Count the lines of the records below that contain the string "stripe", and reply with only that number.

LISTED ENTRIES:
** Begin **

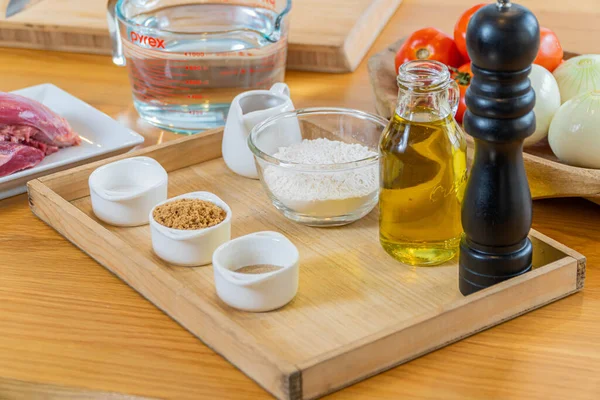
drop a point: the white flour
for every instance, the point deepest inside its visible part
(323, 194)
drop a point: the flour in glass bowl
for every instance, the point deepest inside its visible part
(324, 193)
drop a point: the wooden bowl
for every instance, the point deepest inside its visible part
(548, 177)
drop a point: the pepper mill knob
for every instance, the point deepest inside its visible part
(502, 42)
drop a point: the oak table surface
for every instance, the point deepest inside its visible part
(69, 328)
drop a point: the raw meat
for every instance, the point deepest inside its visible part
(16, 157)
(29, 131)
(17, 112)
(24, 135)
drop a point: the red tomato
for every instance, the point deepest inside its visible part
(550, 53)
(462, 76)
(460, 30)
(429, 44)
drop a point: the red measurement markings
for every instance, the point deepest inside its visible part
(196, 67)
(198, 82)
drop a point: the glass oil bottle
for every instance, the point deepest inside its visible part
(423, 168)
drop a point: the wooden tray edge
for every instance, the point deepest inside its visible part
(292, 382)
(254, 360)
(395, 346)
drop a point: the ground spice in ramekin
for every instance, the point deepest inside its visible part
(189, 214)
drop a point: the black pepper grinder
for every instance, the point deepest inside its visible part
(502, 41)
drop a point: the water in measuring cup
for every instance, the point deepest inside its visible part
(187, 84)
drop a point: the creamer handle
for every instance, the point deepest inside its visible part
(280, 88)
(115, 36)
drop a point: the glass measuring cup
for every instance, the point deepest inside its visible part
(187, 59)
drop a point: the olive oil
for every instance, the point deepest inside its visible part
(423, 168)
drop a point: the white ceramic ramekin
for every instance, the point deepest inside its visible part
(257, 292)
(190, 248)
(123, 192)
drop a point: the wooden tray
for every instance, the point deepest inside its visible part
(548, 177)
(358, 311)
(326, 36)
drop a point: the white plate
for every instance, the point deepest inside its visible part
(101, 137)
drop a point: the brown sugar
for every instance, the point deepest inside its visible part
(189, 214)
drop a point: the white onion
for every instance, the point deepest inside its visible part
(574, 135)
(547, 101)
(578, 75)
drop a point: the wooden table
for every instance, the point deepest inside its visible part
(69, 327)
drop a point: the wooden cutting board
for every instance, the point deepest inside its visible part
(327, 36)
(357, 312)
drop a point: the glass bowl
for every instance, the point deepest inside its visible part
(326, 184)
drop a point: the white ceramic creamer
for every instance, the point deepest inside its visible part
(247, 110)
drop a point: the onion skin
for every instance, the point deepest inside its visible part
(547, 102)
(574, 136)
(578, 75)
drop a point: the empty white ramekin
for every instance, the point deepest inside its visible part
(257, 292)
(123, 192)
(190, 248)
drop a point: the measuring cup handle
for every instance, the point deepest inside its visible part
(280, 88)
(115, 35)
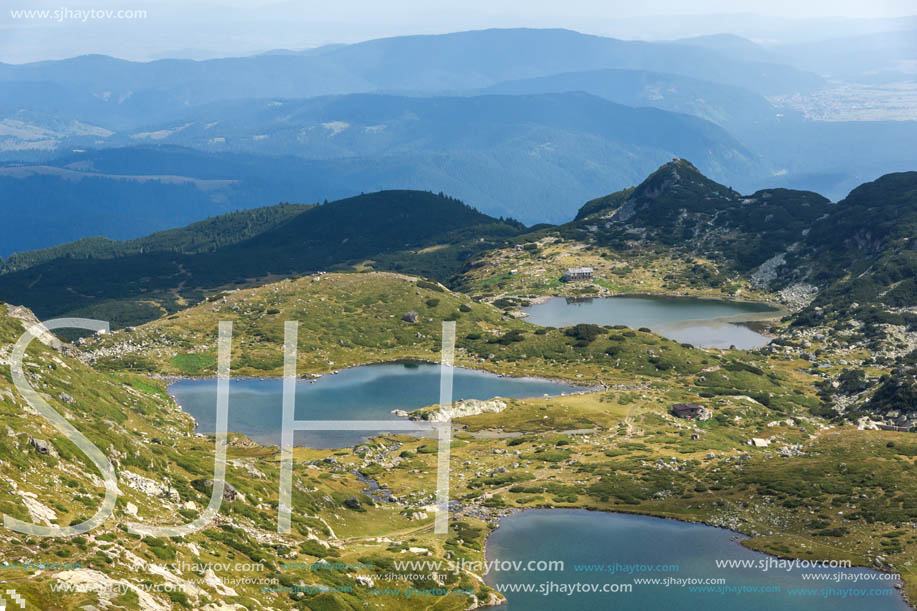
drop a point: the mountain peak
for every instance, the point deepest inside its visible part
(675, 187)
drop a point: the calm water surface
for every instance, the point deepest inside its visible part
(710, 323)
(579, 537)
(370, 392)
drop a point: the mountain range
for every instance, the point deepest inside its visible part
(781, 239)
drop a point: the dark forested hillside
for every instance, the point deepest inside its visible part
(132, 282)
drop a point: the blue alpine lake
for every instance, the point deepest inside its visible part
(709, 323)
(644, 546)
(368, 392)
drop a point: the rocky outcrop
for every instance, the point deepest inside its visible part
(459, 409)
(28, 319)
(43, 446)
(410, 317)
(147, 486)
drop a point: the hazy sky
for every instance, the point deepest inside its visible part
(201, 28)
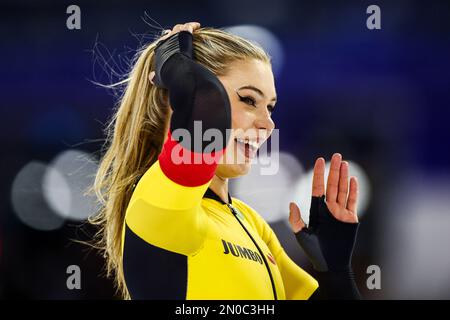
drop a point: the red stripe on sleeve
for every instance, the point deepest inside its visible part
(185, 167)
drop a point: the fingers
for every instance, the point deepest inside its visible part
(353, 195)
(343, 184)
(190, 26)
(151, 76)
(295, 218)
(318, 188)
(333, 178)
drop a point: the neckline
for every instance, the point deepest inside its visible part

** End **
** Begin **

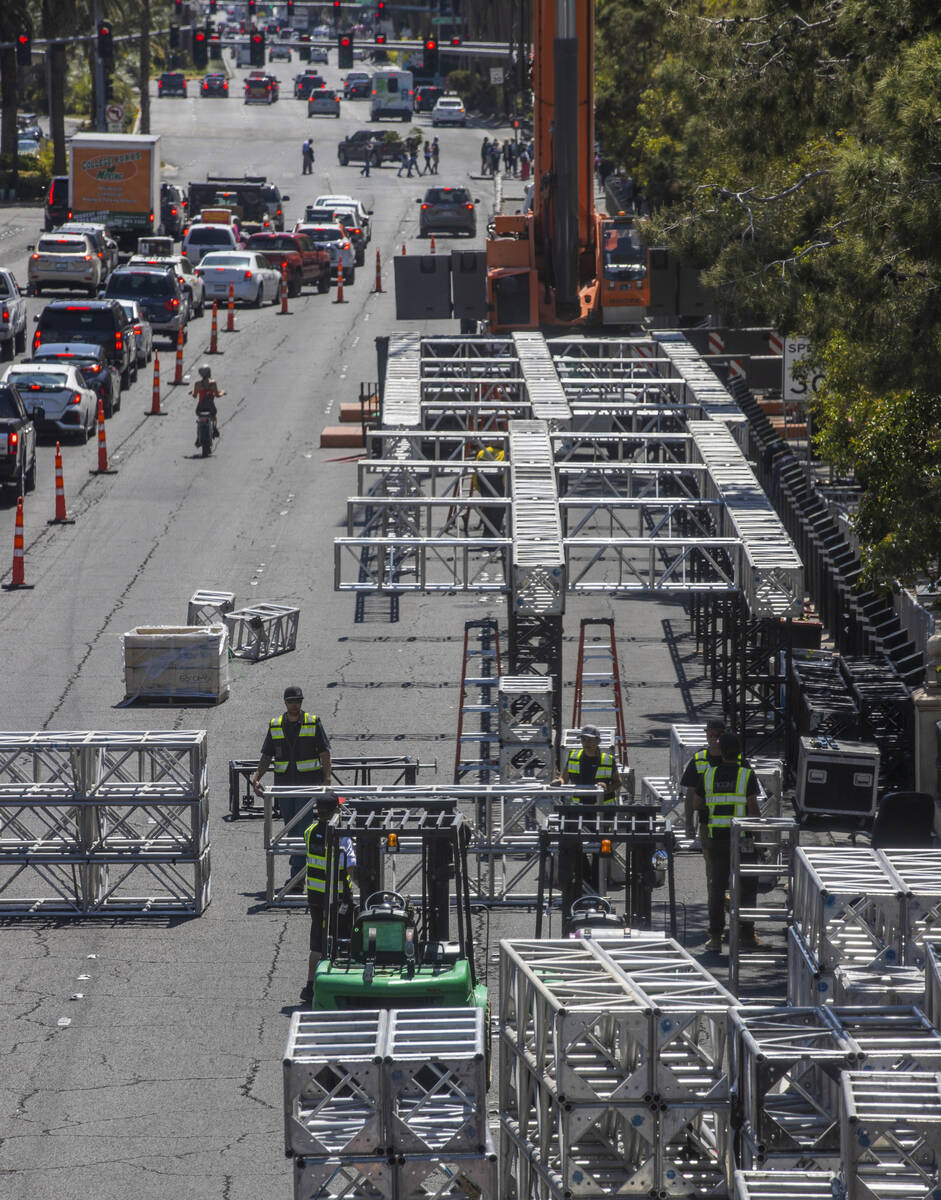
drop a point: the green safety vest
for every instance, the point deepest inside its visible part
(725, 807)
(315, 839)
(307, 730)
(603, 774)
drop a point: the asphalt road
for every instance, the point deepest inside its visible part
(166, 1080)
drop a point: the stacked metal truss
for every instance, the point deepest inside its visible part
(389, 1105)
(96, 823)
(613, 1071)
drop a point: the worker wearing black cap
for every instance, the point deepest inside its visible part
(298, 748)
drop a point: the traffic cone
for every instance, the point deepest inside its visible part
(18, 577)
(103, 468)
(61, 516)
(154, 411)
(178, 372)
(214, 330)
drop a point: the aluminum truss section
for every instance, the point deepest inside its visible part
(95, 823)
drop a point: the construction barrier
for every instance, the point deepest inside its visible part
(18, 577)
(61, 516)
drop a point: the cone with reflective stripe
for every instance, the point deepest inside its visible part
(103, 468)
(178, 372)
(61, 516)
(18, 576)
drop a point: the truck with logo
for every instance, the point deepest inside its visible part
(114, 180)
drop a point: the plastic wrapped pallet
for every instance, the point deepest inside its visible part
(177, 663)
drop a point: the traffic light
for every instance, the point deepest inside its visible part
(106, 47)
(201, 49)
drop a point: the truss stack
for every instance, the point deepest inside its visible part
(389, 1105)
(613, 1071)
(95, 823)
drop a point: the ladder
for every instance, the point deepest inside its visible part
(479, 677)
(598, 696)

** End **

THE SOLUTION:
2